Records excerpted from a collection
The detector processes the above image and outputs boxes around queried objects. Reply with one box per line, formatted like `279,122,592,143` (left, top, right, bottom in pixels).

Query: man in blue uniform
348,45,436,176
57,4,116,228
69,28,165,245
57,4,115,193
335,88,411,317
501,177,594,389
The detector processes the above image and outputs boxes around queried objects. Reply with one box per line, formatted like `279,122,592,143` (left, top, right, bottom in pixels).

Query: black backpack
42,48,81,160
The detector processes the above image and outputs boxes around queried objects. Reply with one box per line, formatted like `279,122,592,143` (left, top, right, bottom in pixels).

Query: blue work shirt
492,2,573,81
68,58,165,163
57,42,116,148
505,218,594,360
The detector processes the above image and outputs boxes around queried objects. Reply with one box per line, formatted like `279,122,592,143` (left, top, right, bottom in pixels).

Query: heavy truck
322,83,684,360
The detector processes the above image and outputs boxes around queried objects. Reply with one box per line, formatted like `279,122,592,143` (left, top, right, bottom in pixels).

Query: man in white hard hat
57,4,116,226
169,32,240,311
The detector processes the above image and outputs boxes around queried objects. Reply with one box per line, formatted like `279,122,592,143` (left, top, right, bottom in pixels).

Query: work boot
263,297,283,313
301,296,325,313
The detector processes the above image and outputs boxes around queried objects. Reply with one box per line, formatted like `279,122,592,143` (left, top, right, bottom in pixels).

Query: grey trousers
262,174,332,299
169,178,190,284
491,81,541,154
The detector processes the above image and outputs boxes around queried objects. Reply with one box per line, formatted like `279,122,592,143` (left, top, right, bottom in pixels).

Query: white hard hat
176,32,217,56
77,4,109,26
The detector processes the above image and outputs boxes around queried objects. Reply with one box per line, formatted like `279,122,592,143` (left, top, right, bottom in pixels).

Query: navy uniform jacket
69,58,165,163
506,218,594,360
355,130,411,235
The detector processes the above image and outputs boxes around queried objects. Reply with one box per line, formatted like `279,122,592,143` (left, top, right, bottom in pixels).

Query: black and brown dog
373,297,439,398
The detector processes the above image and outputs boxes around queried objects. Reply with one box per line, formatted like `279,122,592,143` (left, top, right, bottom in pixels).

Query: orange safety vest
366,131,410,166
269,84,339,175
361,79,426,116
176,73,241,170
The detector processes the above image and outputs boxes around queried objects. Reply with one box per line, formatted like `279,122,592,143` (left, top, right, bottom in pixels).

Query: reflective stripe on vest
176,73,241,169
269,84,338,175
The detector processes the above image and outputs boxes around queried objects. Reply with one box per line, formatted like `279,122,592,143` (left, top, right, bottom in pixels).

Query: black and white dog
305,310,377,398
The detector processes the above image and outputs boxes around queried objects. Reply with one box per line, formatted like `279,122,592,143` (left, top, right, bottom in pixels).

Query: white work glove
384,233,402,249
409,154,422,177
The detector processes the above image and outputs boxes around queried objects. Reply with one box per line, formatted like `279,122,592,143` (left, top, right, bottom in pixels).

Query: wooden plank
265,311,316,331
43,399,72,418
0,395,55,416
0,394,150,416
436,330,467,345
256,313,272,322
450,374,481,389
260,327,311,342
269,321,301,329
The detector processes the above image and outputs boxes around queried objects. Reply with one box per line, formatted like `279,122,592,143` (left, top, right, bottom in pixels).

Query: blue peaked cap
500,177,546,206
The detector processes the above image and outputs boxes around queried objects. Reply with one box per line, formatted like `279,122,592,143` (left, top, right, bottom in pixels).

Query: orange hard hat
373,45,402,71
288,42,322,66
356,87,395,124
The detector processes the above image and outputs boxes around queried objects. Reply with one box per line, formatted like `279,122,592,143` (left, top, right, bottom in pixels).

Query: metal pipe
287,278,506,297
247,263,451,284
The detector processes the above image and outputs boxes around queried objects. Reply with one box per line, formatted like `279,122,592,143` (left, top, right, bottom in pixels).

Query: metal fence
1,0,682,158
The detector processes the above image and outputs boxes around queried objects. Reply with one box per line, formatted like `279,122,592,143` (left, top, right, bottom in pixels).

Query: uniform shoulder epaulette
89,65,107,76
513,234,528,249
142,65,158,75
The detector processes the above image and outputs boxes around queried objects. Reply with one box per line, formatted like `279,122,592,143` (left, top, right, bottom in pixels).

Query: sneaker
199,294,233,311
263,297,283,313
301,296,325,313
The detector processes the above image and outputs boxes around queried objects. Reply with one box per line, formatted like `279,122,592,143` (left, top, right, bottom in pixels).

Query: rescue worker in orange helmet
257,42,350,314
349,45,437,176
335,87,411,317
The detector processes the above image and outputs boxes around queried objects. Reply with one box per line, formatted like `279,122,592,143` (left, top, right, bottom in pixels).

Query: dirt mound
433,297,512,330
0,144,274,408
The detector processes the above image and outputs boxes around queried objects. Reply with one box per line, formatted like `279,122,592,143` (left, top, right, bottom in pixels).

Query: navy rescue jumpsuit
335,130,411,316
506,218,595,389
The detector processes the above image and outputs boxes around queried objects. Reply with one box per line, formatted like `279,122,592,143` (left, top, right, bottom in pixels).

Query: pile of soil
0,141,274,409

Exercise details: Reproduce the entries exactly, dropping nothing.

Completed exercise:
The detector processes the above image and outputs boxes around queried objects. Reply with one box per line, formatted like `279,122,592,143` (left, top, right, bottom in pixels).

Query: man in blue uniform
348,45,436,176
57,4,116,228
69,28,165,245
57,4,115,193
335,88,411,317
501,177,594,389
The detector processes the above image and outputs boxes around queried objects. Reply with one box per line, formatted like `279,122,592,143` (left, top, right, bottom in pixels).

Query: black backpack
42,48,81,160
The detector processes the above image and outputs boxes around queried objects. Reply with one box per line, formatted like `279,122,592,143` (left, top, right, bottom in pixels).

Query: blue work shirt
492,2,573,81
68,58,165,163
57,42,116,148
505,218,594,360
The detector processes the above image and outputs boxes around queried objects. Reply with one box per line, formatted like `279,122,592,143` (left, top, right, bottom in pixels).

Query: heavy truck
322,83,684,360
The detector processes the above image and outputs boxes around queried objects. Reply with one box per line, formatted like `279,122,592,143` (left, top, right, bottom in pixels).

Query: man in white hard hat
57,4,116,226
169,32,240,311
The detector processes the above image and outputs boxes around queried objects. Reply with one box per line, formatted like `279,122,592,143` (left, top, right, bottom in pixels).

Query: work boot
263,297,283,313
301,296,325,313
The detector processes the above image and outputs boxes around queried objects. Reply with one box per line, formatted like `279,122,592,143` (left, top, right, bottom in pixels).

Query: grey trousers
262,174,332,299
169,178,190,284
491,81,541,154
The detector processes the above image and outputs boxes around queried objects. Reply with one box per line, formatted like `279,122,592,143` (left, top, right, bottom in pixels).

Query: white hard hat
176,32,217,56
77,4,109,26
The detector processes the above image and outputs boxes around queried objects. Reply with one box per line, formatted like `279,122,592,143` (left, top, right, bottom in pixels).

Query: navy uniform jacket
69,58,165,163
506,218,594,360
355,130,411,235
The detector processes the above image and outputs boxes around queried objects. Reply with one box per line, formatted like `279,122,592,143` (left, top, right, bottom in pixels).

Query: black and brown dog
373,297,439,398
The detector processes the above image and outputs boxes around queried objects. Reply with one box per line, formatted like `279,122,592,143` (left, top, right, bottom in pixels).

Query: orange safety vest
366,131,410,166
269,84,339,175
361,79,426,116
176,73,241,170
The detector processes the above image and outputs boxes around queried objects. Reply with one box per line, formatted like `279,122,592,143` (left, top, right, bottom in pixels).

Query: reflective stripe on vest
176,73,241,169
269,84,338,175
The detector processes the above image and outputs boxes around queried objects. Reply with one box per line, formatted like `279,122,592,143` (left, top, right, bottom in pixels).

Query: black and white dog
305,310,377,398
The detector processes the above image and outputs boxes around queried objects. Reply with one box per line, formatted like `279,122,592,143` (left, top, right, bottom in pixels).

Query: white work glove
384,233,402,249
409,154,422,177
The detector processes the above image and outputs boxes around queried objects. Reply with one box per line, formatted like `279,122,592,143` (left, top, right, bottom in pixels).

Query: wooden plank
265,311,316,331
43,399,72,418
0,395,55,416
0,394,150,416
436,330,467,345
256,313,272,322
450,374,481,389
260,327,311,342
269,321,301,329
The detector processes the above image and outputs boxes around queried objects. Reply with one box per line, formatted like `279,122,592,143` (left, top, right, bottom in pixels).

Query: blue peaked cap
500,177,546,206
The detector processes the above image and outputs boxes around queried objects. Reply with one box per line, formatted like `279,122,592,143` (left, top, right, bottom in pixels).

Query: orange hard hat
373,45,402,71
288,42,322,66
356,87,395,124
The detector processes the above image and outputs boxes around queried objects. Reply with one box per line, formatted like `279,122,592,143` (left, top, right, bottom in pixels).

Query: metal pipe
287,278,506,297
247,263,451,284
The detector processes the above image and outputs boxes around queried objects. Reply with one box per line, formatted like `279,122,592,143` (left, top, right, bottom in pixels).

Query: metal fence
1,0,682,158
The detector processes the above image and outputs boxes around queried objects. Reply with one box per line, formatted like `279,122,592,143` (left, top, right, bottom in pixels).

Query: uniform shoulder epaulette
89,65,107,76
513,234,528,249
142,65,158,75
The detector processes the above image and outputs boxes around queried objects. Reply with one box per line, formatted like `279,122,592,143` (left, top, right, bottom in pixels).

Query: sneaker
199,294,233,311
263,297,283,313
301,296,325,313
The detector processes the above image and outputs boxes around queried objects. Reply with one box per line, formatted like `279,122,592,143` (left, top, right, bottom in pixels).

Query: rescue worker in orange helmet
257,42,350,314
349,45,437,176
335,87,411,317
The detector processes the above image and outputs boxes around queried objects. Reply with one box per line, formatted like `279,122,592,143` (left, top, right, bottom in pixels).

Query: dirt mound
433,297,512,330
0,144,274,408
The detector processes the above image and outputs boxes around queried objects. Reply with one box per line, formatted like `279,122,592,143` (left, top, right, bottom in pixels).

Query: navy rescue jumpsuit
335,130,411,316
506,218,595,389
The detector processes the above image and outputs boxes around queried objects. Reply with one box per line, formatted like `279,122,592,143` (left, top, right, bottom in pixels).

Query: pile of soil
0,141,274,409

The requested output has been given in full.